▶ **Problem to work on**
Copy out all of the records again, replacing "bounding box" with "rectangle" everywhere it appears and leaving everything else unchanged.

▶ **Saved data entries**
□ □ □ □ □
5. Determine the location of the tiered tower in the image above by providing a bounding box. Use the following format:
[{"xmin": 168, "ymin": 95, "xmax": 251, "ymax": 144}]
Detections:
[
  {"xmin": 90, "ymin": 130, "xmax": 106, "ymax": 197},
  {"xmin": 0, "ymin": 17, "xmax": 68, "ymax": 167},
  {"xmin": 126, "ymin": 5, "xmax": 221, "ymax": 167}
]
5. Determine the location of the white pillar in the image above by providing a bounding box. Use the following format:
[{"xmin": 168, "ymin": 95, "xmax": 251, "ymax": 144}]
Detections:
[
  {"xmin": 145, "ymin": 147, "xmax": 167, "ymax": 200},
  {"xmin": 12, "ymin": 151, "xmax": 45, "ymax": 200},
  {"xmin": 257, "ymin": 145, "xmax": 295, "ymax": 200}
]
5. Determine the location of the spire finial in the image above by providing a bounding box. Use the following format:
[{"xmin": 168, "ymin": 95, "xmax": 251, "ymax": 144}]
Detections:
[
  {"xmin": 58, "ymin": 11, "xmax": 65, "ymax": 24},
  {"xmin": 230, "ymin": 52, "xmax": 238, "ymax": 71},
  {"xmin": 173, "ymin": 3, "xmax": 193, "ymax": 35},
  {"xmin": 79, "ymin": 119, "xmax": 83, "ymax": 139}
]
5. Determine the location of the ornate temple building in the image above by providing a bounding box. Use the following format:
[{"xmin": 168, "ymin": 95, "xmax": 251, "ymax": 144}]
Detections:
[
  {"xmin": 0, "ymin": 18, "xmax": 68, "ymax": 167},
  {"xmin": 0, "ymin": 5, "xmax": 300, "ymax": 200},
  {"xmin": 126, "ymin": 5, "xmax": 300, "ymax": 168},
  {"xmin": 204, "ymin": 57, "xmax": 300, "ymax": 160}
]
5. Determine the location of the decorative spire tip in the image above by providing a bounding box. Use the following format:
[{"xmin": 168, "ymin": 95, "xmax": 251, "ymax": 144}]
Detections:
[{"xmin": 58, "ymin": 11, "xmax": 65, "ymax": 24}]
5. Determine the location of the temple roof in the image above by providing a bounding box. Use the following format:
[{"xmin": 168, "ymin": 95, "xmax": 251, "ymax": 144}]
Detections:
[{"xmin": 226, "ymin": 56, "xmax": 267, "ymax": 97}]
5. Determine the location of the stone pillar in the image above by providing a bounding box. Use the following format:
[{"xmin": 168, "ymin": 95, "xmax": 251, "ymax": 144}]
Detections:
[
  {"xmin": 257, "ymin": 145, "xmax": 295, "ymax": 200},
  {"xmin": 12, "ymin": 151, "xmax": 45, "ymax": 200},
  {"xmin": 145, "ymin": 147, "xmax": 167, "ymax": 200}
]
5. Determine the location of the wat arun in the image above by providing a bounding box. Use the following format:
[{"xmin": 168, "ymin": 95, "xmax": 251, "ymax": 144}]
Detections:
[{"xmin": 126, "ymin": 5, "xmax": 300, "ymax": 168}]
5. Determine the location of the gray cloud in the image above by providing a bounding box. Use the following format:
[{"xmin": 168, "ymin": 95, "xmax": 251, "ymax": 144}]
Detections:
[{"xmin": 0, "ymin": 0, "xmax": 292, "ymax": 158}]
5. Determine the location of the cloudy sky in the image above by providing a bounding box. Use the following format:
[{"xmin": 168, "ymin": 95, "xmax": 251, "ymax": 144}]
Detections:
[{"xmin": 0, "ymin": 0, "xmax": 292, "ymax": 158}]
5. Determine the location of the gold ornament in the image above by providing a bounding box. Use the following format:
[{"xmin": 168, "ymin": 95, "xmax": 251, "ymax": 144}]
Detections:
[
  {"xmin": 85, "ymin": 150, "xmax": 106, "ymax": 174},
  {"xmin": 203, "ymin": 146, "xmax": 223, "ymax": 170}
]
□ □ □ □ □
▶ **Exercise answer**
5. Determine the location of the tiered tower in the image above by providing a rectangle. Use the following format:
[{"xmin": 168, "ymin": 95, "xmax": 251, "ymax": 144}]
Detections:
[
  {"xmin": 90, "ymin": 130, "xmax": 106, "ymax": 197},
  {"xmin": 0, "ymin": 17, "xmax": 68, "ymax": 167},
  {"xmin": 126, "ymin": 5, "xmax": 221, "ymax": 167}
]
5. Determine the location of the white pillar in the image above by providing a rectangle. Use the following format:
[{"xmin": 168, "ymin": 95, "xmax": 251, "ymax": 144}]
Detections:
[
  {"xmin": 145, "ymin": 147, "xmax": 167, "ymax": 200},
  {"xmin": 12, "ymin": 151, "xmax": 45, "ymax": 200},
  {"xmin": 257, "ymin": 145, "xmax": 295, "ymax": 200}
]
5. Determine the location of the spire finial in the image above by providing a rectangle. Use the following format:
[{"xmin": 168, "ymin": 95, "xmax": 251, "ymax": 144}]
Detections:
[
  {"xmin": 58, "ymin": 11, "xmax": 65, "ymax": 24},
  {"xmin": 230, "ymin": 52, "xmax": 238, "ymax": 71},
  {"xmin": 173, "ymin": 3, "xmax": 193, "ymax": 35},
  {"xmin": 79, "ymin": 119, "xmax": 83, "ymax": 139}
]
5. Determine the location of the ornate temple building in the image above by providing a rectangle. Use the following format:
[{"xmin": 168, "ymin": 95, "xmax": 251, "ymax": 144}]
Detections:
[
  {"xmin": 0, "ymin": 18, "xmax": 68, "ymax": 167},
  {"xmin": 0, "ymin": 5, "xmax": 300, "ymax": 200},
  {"xmin": 126, "ymin": 5, "xmax": 300, "ymax": 168},
  {"xmin": 204, "ymin": 57, "xmax": 300, "ymax": 160}
]
5. Determine the location of the decorative spire tip in the image above by providing a rectangle. Use the following format:
[{"xmin": 168, "ymin": 95, "xmax": 251, "ymax": 144}]
Detections:
[{"xmin": 58, "ymin": 11, "xmax": 65, "ymax": 24}]
5. Determine the location of the temple roof in the image above by providing a rectangle. Use the following format:
[{"xmin": 168, "ymin": 95, "xmax": 251, "ymax": 144}]
Detections:
[{"xmin": 226, "ymin": 56, "xmax": 267, "ymax": 97}]
5. Determine the location of the stone pillar in the image above by providing a rectangle. Use the following format:
[{"xmin": 168, "ymin": 95, "xmax": 251, "ymax": 144}]
Detections:
[
  {"xmin": 257, "ymin": 145, "xmax": 295, "ymax": 200},
  {"xmin": 12, "ymin": 151, "xmax": 45, "ymax": 200},
  {"xmin": 145, "ymin": 147, "xmax": 167, "ymax": 200}
]
5. Determine the location of the wat arun in the image above by providing a rectangle. Use the following format:
[{"xmin": 168, "ymin": 95, "xmax": 251, "ymax": 144}]
Detections:
[{"xmin": 126, "ymin": 5, "xmax": 300, "ymax": 168}]
5. Determine the location of the gray cloud in the image above by providing a rectangle. Use the following format:
[{"xmin": 168, "ymin": 95, "xmax": 251, "ymax": 144}]
Detections:
[{"xmin": 0, "ymin": 0, "xmax": 292, "ymax": 158}]
5. Determine the location of the cloudy sky in the image above by providing a rectangle. Use the following format:
[{"xmin": 168, "ymin": 95, "xmax": 251, "ymax": 144}]
Detections:
[{"xmin": 0, "ymin": 0, "xmax": 292, "ymax": 158}]
5. Determine the location of the gold ornament in the image above by providing a rectangle. Use the following format:
[{"xmin": 168, "ymin": 95, "xmax": 251, "ymax": 144}]
Detections:
[
  {"xmin": 85, "ymin": 150, "xmax": 106, "ymax": 174},
  {"xmin": 203, "ymin": 146, "xmax": 223, "ymax": 170}
]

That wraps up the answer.